[Begin]

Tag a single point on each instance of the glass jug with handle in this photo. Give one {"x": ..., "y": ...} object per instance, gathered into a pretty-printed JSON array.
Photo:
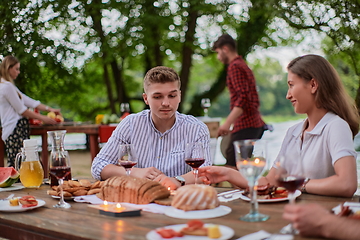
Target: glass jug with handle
[{"x": 29, "y": 166}]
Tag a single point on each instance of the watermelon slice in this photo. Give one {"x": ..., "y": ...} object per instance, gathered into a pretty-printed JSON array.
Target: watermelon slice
[{"x": 8, "y": 175}]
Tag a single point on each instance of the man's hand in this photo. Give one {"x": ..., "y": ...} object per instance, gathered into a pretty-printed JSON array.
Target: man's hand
[{"x": 149, "y": 173}]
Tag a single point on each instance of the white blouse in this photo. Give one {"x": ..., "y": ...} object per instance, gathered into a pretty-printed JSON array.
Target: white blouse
[{"x": 12, "y": 106}]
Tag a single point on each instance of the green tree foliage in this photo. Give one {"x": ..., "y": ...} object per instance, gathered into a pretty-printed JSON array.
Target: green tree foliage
[{"x": 339, "y": 20}]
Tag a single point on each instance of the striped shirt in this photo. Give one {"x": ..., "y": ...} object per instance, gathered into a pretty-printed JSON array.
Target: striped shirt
[
  {"x": 242, "y": 87},
  {"x": 164, "y": 151}
]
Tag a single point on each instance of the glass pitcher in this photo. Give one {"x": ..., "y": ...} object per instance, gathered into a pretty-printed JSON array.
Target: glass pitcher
[
  {"x": 58, "y": 152},
  {"x": 29, "y": 166}
]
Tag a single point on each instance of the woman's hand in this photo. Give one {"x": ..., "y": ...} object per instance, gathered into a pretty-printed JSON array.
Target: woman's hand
[
  {"x": 213, "y": 174},
  {"x": 168, "y": 182},
  {"x": 150, "y": 173}
]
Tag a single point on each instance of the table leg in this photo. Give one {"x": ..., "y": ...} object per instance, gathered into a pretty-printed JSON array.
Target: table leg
[
  {"x": 94, "y": 145},
  {"x": 45, "y": 154},
  {"x": 2, "y": 153}
]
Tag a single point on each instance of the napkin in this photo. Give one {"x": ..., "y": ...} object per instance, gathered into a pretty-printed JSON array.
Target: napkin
[
  {"x": 262, "y": 235},
  {"x": 151, "y": 207},
  {"x": 229, "y": 196},
  {"x": 355, "y": 206}
]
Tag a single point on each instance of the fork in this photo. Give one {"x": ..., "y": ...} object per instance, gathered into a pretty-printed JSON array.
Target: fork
[{"x": 8, "y": 197}]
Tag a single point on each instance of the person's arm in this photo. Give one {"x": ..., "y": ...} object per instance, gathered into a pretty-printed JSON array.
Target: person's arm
[
  {"x": 224, "y": 129},
  {"x": 313, "y": 220},
  {"x": 215, "y": 174},
  {"x": 111, "y": 170},
  {"x": 343, "y": 183}
]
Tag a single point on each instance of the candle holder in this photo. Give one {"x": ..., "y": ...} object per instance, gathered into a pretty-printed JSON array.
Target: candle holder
[{"x": 115, "y": 210}]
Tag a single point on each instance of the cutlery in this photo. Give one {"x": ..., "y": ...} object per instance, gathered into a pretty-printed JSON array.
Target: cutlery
[
  {"x": 229, "y": 194},
  {"x": 7, "y": 198}
]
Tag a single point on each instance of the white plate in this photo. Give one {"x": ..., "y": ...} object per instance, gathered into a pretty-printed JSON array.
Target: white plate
[
  {"x": 12, "y": 188},
  {"x": 5, "y": 206},
  {"x": 354, "y": 206},
  {"x": 65, "y": 198},
  {"x": 245, "y": 198},
  {"x": 199, "y": 214},
  {"x": 226, "y": 233}
]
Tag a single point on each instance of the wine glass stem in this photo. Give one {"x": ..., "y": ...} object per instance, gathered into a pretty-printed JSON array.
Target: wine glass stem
[
  {"x": 196, "y": 174},
  {"x": 61, "y": 182},
  {"x": 253, "y": 203}
]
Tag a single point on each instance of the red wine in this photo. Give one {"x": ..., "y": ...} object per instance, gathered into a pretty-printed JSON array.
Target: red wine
[
  {"x": 59, "y": 172},
  {"x": 291, "y": 183},
  {"x": 127, "y": 164},
  {"x": 195, "y": 162}
]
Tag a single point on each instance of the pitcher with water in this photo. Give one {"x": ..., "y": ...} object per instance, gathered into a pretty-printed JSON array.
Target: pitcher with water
[{"x": 29, "y": 166}]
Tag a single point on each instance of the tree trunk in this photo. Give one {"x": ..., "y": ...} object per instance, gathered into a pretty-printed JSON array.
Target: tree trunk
[{"x": 187, "y": 52}]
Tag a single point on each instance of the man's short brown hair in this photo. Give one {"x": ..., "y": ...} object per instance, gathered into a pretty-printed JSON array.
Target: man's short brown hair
[
  {"x": 161, "y": 74},
  {"x": 225, "y": 40}
]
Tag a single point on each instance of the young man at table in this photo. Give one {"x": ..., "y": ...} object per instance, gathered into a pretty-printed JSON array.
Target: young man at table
[
  {"x": 159, "y": 135},
  {"x": 312, "y": 220},
  {"x": 244, "y": 100}
]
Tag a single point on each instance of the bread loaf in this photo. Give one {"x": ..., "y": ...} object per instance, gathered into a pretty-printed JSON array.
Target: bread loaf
[
  {"x": 195, "y": 197},
  {"x": 132, "y": 190}
]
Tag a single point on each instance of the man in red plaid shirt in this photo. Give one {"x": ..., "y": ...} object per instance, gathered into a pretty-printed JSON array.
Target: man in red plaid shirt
[{"x": 244, "y": 100}]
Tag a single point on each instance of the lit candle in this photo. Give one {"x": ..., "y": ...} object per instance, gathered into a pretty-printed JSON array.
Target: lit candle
[
  {"x": 172, "y": 192},
  {"x": 105, "y": 206}
]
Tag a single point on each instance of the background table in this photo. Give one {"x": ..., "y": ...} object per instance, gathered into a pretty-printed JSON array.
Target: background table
[
  {"x": 79, "y": 223},
  {"x": 92, "y": 130}
]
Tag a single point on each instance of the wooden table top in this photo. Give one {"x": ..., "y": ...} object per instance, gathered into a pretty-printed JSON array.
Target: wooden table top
[{"x": 79, "y": 223}]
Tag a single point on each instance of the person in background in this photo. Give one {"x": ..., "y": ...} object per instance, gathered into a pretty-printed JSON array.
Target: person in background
[
  {"x": 244, "y": 100},
  {"x": 312, "y": 220},
  {"x": 158, "y": 134},
  {"x": 323, "y": 141},
  {"x": 14, "y": 112}
]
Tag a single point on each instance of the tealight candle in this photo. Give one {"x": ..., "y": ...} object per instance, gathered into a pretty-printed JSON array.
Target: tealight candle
[{"x": 172, "y": 192}]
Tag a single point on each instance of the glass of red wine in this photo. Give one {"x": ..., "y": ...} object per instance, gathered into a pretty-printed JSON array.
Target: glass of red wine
[
  {"x": 292, "y": 180},
  {"x": 205, "y": 104},
  {"x": 127, "y": 157},
  {"x": 60, "y": 169},
  {"x": 195, "y": 156}
]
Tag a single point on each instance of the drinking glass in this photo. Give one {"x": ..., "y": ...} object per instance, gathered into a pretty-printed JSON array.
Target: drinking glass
[
  {"x": 251, "y": 162},
  {"x": 291, "y": 181},
  {"x": 127, "y": 157},
  {"x": 60, "y": 168},
  {"x": 205, "y": 104},
  {"x": 124, "y": 107},
  {"x": 195, "y": 156}
]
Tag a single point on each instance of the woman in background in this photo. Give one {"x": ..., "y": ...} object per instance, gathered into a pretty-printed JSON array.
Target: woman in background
[
  {"x": 14, "y": 112},
  {"x": 323, "y": 141}
]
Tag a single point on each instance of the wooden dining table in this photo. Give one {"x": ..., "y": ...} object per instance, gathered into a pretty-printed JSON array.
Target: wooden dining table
[
  {"x": 92, "y": 130},
  {"x": 78, "y": 222}
]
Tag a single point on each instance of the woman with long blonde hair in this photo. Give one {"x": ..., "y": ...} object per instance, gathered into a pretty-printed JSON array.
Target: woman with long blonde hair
[
  {"x": 14, "y": 112},
  {"x": 323, "y": 141}
]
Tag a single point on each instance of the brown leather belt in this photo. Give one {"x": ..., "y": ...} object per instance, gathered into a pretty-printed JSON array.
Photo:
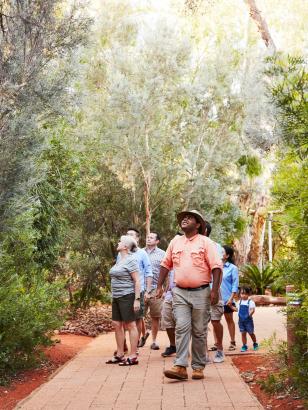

[End]

▶ [Exercise instructions] Gather every line of the listing above that contains the string "blouse", and reproduce each one unchanged in its original order.

▶ [The reply]
Tag a single point on each instance of the white blouse in this photo. Give one {"x": ..., "y": ...} object per instance, gathered into a pretty-printed JSON array.
Target: white blouse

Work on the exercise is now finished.